(Natural language region descriptions)
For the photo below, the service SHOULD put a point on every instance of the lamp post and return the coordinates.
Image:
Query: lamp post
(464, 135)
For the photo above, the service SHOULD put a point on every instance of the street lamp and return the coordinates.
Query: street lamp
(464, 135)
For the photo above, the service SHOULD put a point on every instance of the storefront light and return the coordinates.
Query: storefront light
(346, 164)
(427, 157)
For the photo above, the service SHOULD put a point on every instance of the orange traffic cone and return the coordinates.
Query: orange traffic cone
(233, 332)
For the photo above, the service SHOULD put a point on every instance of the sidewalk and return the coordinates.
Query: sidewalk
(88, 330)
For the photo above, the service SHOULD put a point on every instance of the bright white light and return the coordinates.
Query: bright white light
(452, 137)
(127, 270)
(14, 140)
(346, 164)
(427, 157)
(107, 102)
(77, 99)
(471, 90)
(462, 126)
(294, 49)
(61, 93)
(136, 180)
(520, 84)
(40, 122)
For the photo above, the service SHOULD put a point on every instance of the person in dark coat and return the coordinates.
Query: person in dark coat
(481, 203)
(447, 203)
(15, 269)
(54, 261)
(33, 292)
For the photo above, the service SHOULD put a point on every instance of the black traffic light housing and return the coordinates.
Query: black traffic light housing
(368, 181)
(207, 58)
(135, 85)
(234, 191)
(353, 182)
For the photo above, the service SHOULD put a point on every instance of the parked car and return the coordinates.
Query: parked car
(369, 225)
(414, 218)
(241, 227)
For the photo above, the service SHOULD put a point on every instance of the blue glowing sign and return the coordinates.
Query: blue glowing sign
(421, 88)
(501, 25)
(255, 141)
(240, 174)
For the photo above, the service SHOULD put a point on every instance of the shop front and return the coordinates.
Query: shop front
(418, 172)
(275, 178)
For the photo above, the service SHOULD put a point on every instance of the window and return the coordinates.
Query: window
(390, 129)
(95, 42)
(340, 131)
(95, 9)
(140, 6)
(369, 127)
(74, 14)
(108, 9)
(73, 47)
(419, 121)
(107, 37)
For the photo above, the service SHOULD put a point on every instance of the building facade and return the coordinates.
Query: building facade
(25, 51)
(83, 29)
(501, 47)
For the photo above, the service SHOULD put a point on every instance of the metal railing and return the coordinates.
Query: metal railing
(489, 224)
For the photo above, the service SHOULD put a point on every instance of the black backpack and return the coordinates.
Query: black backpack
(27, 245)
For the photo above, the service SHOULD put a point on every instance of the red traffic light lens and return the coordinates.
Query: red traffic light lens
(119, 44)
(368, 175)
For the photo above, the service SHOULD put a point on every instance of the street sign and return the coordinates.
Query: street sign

--

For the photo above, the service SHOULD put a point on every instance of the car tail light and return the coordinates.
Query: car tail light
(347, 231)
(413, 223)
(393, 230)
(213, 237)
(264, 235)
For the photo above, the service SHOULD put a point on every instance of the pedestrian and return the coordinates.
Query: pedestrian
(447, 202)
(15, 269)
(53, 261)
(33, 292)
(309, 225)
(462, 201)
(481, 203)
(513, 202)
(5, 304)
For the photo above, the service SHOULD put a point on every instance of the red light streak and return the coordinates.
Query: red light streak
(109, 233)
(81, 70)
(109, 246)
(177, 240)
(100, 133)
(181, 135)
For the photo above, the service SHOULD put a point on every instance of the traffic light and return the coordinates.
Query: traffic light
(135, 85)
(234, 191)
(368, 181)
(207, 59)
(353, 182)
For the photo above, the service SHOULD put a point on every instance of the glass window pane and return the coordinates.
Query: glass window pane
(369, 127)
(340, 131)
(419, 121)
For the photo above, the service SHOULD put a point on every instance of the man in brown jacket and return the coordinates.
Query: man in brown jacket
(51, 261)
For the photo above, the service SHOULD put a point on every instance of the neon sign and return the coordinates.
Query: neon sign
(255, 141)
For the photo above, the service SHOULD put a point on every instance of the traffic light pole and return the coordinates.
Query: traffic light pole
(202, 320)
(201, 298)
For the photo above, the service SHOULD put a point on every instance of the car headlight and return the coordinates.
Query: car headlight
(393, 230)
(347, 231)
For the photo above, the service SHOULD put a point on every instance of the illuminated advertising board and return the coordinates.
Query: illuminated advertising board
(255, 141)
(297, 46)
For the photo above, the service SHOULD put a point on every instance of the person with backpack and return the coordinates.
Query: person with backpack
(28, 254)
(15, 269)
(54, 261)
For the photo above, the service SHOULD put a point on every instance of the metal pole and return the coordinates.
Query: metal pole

ACTION ITEM: Using the data above, reproduce exactly the lines from the line that contains "Query: glass window pane" through the line that contains "Query: metal pole", including both.

EXERCISE OUTPUT:
Query: glass window pane
(369, 127)
(340, 131)
(419, 121)
For the photo above, the service SHOULD put a point on every instance of the man in brown jacket and return the coordinates.
Query: man in brown jacket
(51, 261)
For the photo above, the service SHOULD put a point on every instance of the neon sign and return the coordinates.
Query: neon sign
(255, 141)
For the photo above, the service SHOULD put a point on every instance of the traffic light pole and return the coordinates.
Query: traffic light pole
(202, 320)
(201, 298)
For the photo above, the service SHOULD put a point on every instance of the car headlight and return the coordinates.
Query: car headlight
(393, 230)
(347, 231)
For the photo above, the service SHOULD put a point on every instance of the illuminated advertising board and return the coordinates.
Query: illuminated advertising board
(255, 141)
(297, 46)
For the photo above, the service SHOULD put a point on every instance of the person with backpack and return the coordinates.
Query: person with backpack
(28, 254)
(15, 269)
(54, 261)
For the photo above, the service SHOULD put a point on every instance of the metal pole and return the coordinates.
Query: metal pole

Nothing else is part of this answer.